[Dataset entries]
++++++
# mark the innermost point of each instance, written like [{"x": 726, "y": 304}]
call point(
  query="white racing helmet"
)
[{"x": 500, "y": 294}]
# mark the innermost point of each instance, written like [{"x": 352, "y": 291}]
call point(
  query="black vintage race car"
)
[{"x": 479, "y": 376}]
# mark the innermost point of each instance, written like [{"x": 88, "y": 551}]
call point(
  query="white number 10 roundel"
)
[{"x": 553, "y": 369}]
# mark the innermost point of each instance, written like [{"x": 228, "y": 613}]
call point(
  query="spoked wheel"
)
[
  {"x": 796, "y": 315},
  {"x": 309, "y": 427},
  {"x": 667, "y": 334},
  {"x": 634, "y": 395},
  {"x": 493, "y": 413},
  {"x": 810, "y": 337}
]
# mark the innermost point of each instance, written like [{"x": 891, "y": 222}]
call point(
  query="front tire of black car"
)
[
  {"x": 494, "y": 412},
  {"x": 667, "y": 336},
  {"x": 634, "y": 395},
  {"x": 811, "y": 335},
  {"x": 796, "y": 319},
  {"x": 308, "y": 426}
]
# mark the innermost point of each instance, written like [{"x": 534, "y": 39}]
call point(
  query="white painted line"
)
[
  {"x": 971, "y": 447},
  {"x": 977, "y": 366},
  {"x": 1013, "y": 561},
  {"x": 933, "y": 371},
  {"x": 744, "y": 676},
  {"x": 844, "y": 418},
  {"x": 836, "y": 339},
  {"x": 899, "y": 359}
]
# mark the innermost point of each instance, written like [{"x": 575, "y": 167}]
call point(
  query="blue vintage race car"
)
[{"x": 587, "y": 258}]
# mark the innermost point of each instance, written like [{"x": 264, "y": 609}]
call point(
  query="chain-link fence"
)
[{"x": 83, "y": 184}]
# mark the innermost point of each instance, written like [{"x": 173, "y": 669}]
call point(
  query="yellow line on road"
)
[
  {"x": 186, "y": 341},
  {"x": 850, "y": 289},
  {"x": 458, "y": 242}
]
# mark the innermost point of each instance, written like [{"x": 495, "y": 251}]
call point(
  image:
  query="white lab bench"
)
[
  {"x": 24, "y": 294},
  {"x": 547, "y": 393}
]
++++++
▶ _Exercise_:
Please return the records above in their exact form.

▶ _Result of this exercise_:
# mark the innermost point of each instance, written like [{"x": 726, "y": 304}]
call point(
  query="white racing helmet"
)
[{"x": 500, "y": 294}]
# mark the innermost point of each instance, written like [{"x": 352, "y": 291}]
call point(
  query="black vintage race car"
)
[{"x": 479, "y": 376}]
# mark the innermost point of each instance, written like [{"x": 88, "y": 551}]
call point(
  query="white number 10 roundel"
)
[{"x": 553, "y": 369}]
# mark the innermost point of each instance, written like [{"x": 228, "y": 613}]
call point(
  query="spoked wheel"
)
[
  {"x": 796, "y": 315},
  {"x": 309, "y": 427},
  {"x": 667, "y": 334},
  {"x": 634, "y": 395},
  {"x": 493, "y": 413},
  {"x": 810, "y": 337}
]
# mark the innermost point of each instance, written like [{"x": 891, "y": 222}]
call point(
  query="front tire of black car"
)
[
  {"x": 494, "y": 412},
  {"x": 667, "y": 336},
  {"x": 634, "y": 395},
  {"x": 811, "y": 335},
  {"x": 796, "y": 319},
  {"x": 308, "y": 426}
]
# mark the innermost point of each instance, written like [{"x": 534, "y": 39}]
call point(
  query="white painted line"
)
[
  {"x": 971, "y": 447},
  {"x": 977, "y": 366},
  {"x": 1013, "y": 561},
  {"x": 933, "y": 371},
  {"x": 744, "y": 676},
  {"x": 844, "y": 418},
  {"x": 836, "y": 339},
  {"x": 899, "y": 359}
]
# mark the innermost point of each instance, written like [{"x": 575, "y": 167}]
call point(
  query="blue vintage race car"
)
[{"x": 587, "y": 258}]
# mark the innermost point of each instance, written like [{"x": 264, "y": 609}]
call point(
  query="chain-link fence"
)
[{"x": 83, "y": 184}]
# mark the innermost point of each instance, written like [{"x": 173, "y": 669}]
call point(
  query="yellow line on road"
)
[
  {"x": 186, "y": 341},
  {"x": 850, "y": 289},
  {"x": 458, "y": 242}
]
# mark the innermost point of each instance, written like [{"x": 495, "y": 251}]
call point(
  image:
  query="white lab bench"
)
[
  {"x": 24, "y": 294},
  {"x": 547, "y": 393}
]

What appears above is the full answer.